---------- DATASET CONTENT ----------

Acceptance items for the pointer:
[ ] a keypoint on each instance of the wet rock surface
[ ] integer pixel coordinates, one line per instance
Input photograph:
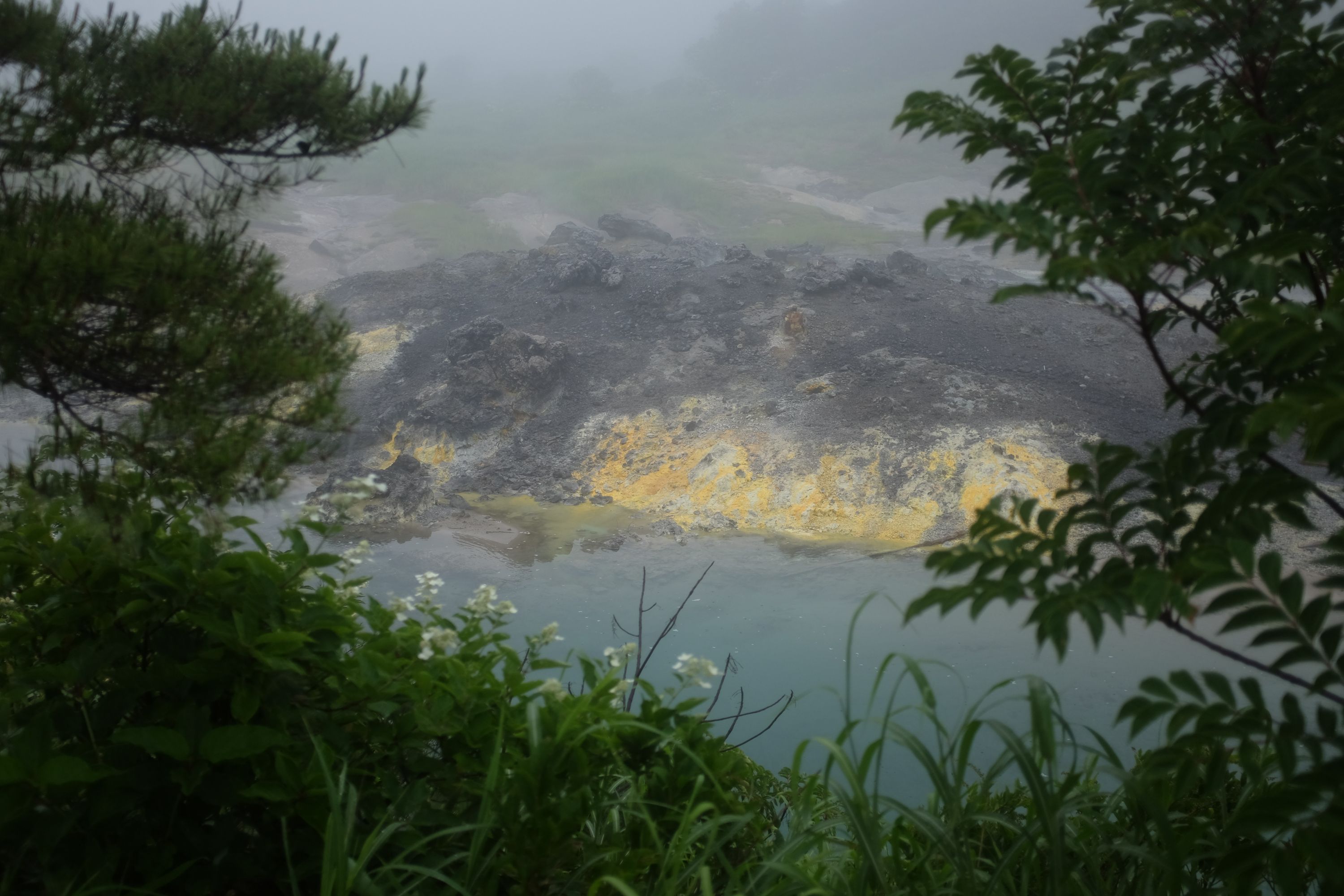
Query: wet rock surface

----------

REQUIRED WORK:
Can you update the listing above so that every "wet rock surface" becomes "damp stone surface", with everything else unchanged and the picture left out?

THE COMPLETED TASK:
Acceptance items for the pointer:
[ ] a keypoint on each instance of the damp stone surface
[ ] integer pixel coordinates, one line per instance
Input photograph:
Query: damp stone surface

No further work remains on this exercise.